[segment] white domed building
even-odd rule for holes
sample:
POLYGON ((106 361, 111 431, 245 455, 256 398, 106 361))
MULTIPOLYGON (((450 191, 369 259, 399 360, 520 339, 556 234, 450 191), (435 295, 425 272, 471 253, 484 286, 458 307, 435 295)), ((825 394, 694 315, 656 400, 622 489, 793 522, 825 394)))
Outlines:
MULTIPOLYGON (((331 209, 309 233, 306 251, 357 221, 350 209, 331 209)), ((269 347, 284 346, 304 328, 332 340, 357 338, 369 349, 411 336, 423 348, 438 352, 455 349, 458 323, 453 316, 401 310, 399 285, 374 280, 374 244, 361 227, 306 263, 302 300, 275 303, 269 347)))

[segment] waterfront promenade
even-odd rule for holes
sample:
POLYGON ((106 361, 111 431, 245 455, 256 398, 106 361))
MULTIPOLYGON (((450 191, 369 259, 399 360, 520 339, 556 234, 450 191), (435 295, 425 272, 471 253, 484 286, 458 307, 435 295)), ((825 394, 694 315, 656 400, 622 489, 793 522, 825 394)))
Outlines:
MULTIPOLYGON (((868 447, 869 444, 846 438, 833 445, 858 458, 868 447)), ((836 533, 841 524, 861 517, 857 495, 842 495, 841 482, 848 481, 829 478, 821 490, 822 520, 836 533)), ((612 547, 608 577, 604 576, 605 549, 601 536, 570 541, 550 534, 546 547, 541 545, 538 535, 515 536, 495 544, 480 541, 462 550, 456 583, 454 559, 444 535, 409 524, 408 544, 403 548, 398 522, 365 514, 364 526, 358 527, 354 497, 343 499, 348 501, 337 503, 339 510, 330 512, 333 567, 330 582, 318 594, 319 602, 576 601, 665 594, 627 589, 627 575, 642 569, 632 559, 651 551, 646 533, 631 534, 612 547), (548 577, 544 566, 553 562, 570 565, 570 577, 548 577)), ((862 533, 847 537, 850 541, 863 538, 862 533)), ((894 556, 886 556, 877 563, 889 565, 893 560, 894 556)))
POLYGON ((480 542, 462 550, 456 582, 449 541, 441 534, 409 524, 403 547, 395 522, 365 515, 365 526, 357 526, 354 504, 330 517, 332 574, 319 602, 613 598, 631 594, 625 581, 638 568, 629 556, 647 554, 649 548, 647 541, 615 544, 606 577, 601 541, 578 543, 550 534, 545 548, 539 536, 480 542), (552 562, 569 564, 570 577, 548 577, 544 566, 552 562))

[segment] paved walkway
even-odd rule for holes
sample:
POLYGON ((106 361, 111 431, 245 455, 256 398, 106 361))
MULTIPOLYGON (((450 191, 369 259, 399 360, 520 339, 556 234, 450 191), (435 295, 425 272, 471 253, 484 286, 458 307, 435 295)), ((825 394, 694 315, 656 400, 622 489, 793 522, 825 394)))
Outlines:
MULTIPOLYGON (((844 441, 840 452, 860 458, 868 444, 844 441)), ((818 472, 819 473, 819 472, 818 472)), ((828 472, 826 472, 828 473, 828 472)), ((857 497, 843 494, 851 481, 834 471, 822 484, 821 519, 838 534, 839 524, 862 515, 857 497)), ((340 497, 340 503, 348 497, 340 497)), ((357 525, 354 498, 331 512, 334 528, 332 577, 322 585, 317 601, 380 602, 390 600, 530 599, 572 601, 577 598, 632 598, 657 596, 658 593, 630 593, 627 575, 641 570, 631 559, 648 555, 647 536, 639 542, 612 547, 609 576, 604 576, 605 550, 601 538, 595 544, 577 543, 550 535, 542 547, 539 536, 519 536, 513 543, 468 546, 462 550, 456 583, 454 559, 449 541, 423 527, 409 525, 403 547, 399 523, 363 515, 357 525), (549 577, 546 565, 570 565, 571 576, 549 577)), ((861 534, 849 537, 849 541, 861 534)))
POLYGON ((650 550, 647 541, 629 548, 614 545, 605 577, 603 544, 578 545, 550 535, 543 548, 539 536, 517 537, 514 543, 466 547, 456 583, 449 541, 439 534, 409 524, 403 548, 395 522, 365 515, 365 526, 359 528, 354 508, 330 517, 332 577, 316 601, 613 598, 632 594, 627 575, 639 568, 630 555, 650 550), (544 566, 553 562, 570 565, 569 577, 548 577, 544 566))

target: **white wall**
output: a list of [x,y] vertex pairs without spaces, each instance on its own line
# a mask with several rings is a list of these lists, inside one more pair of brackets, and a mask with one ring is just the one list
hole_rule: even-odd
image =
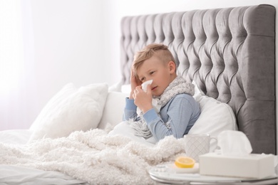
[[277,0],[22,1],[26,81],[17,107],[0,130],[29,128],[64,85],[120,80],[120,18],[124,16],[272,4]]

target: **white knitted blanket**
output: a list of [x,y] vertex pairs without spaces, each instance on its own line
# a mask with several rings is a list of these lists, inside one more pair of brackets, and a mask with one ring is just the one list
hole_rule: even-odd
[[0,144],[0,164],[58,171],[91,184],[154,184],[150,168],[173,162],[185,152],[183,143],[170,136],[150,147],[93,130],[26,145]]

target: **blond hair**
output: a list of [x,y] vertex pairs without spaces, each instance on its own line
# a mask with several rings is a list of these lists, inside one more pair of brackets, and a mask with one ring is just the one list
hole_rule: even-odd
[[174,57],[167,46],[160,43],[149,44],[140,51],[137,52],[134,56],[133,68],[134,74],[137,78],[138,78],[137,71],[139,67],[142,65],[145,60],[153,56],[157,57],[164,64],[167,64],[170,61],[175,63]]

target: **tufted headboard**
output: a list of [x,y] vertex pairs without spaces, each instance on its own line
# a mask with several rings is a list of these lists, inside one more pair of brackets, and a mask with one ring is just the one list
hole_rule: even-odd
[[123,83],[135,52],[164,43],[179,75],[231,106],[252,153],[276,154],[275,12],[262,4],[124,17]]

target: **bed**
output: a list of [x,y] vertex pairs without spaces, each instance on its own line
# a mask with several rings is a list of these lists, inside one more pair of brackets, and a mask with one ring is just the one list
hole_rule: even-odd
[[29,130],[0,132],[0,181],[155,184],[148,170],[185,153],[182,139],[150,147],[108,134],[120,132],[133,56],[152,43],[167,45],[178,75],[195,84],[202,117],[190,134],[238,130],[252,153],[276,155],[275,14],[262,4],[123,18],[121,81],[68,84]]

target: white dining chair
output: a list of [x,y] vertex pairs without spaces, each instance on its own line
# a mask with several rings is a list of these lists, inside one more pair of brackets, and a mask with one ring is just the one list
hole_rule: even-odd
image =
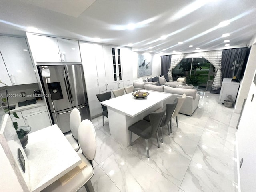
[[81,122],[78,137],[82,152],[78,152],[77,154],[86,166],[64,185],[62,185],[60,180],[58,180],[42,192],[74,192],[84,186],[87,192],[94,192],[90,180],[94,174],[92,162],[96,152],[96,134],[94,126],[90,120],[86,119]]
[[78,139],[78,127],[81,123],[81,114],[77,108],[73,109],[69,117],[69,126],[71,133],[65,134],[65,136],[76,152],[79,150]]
○ ○ ○ ○
(WHAT TO PRODUCE) Convert the records from the line containing "target: **bed**" through the end of the records into a two-column CSV with the columns request and answer. Each record gets one row, each field is quoted, line breaks become spaces, and pictures are left out.

(THE ANSWER)
request,answer
"target: **bed** output: a list of [x,y] vertex pairs without spaces, each instance on its own line # a mask with several rings is a list of these lists, inside one more pair of brackets, and a mask with one ring is just the one list hole_rule: even-odd","[[29,130],[0,132],[0,181],[155,184],[148,170],[185,153],[182,139],[150,147],[108,134],[120,132],[133,56],[152,43],[167,45],[178,75],[195,84],[202,117],[190,134],[238,130],[252,153],[276,155],[275,14],[262,4],[123,18],[121,81],[68,84]]"
"target: white dining chair output: a list of [x,y] vertex pairs without spaces, each instance on its own line # a mask with several rings is a list of these lists, inside one more pair of brackets, and a mask with one ring is just the one list hole_rule: even-odd image =","[[81,122],[78,137],[82,152],[78,152],[77,154],[86,166],[64,185],[62,185],[60,180],[58,180],[42,192],[74,192],[84,186],[87,192],[94,192],[90,180],[94,174],[92,162],[96,152],[96,134],[94,126],[90,120],[86,119]] [[78,139],[78,127],[81,123],[81,114],[77,108],[73,109],[69,117],[69,126],[71,133],[65,134],[65,136],[76,152],[79,150]]"